TEXTO PROPUESTO.

31 diciembre 2005

Cinco instrumentos


Mi abuela tenía una vieja mandolina. Aseguraba que de joven sabía tocarla, pero nadie podía recordarlo. El instrumento estaba allí, colocado encima de una cómoda, con sus cuerdas totalmente destensadas, e intuyo yo que no existía el afinador que pudiera conseguir poner a tono tan bello instrumento.
Aquella mandolina me parece ahora una mujer moderna soltera. De las de ahora, vamos. Nada que ver con las solteronas de otros tiempos. Aquellas han vivido, han sido tocadas por manos expertas e inexpertas, con precisión matemática, con dulzura, con torpeza, pero nunca con total agrado. Por eso ahora viven su merecido descanso en un piso pequeño rodeadas de muchas flores, con la rendida admiración de sus vecinos, que envidian sus bien llevadas arrugas, igual que nosotros, de niños, mirábamos aquella mandolina encima de la cómoda y rozábamos sus cuerdas para arrancarle una pequeña sonrisa afónica.

TAREAS DEL EJERCICIO.
**1)** Transcriba el fragmento del texto sobre la mandolina que comienza con las palabras "Aquella mandolina me" y concluye con "pequeña sonrisa afónica.".
**2)** Responda brevemente, según el texto sobre la mandolina:
(a) ¿Sobre qué mueble estaba colocada la mandolina de la abuela?
(b) ¿Qué aseguraba la abuela acerca de su juventud?
(c) ¿Qué envidian los vecinos de las mujeres que viven su merecido descanso?
Los registros que aparecen a continuación constituyen un material independiente del texto.

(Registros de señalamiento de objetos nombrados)
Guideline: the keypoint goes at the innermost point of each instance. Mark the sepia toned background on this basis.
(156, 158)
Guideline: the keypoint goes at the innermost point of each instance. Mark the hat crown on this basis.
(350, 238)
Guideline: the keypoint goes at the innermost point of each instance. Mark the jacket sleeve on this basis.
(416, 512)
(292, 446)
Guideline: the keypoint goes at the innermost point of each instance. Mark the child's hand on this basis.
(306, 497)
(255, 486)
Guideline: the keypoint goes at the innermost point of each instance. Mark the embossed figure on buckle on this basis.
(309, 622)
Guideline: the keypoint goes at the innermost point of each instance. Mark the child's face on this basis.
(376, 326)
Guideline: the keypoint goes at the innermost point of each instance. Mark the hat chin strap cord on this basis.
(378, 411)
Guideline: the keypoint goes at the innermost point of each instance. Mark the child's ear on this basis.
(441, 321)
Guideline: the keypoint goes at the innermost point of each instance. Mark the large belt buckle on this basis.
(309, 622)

SOLUCIONES.
**1)**
Aquella mandolina me parece ahora una mujer moderna soltera. De las de ahora, vamos. Nada que ver con las solteronas de otros tiempos. Aquellas han vivido, han sido tocadas por manos expertas e inexpertas, con precisión matemática, con dulzura, con torpeza, pero nunca con total agrado. Por eso ahora viven su merecido descanso en un piso pequeño rodeadas de muchas flores, con la rendida admiración de sus vecinos, que envidian sus bien llevadas arrugas, igual que nosotros, de niños, mirábamos aquella mandolina encima de la cómoda y rozábamos sus cuerdas para arrancarle una pequeña sonrisa afónica.

**2)**
(a) Sobre una cómoda.
(b) Que de joven sabía tocar la mandolina.
(c) Sus bien llevadas arrugas.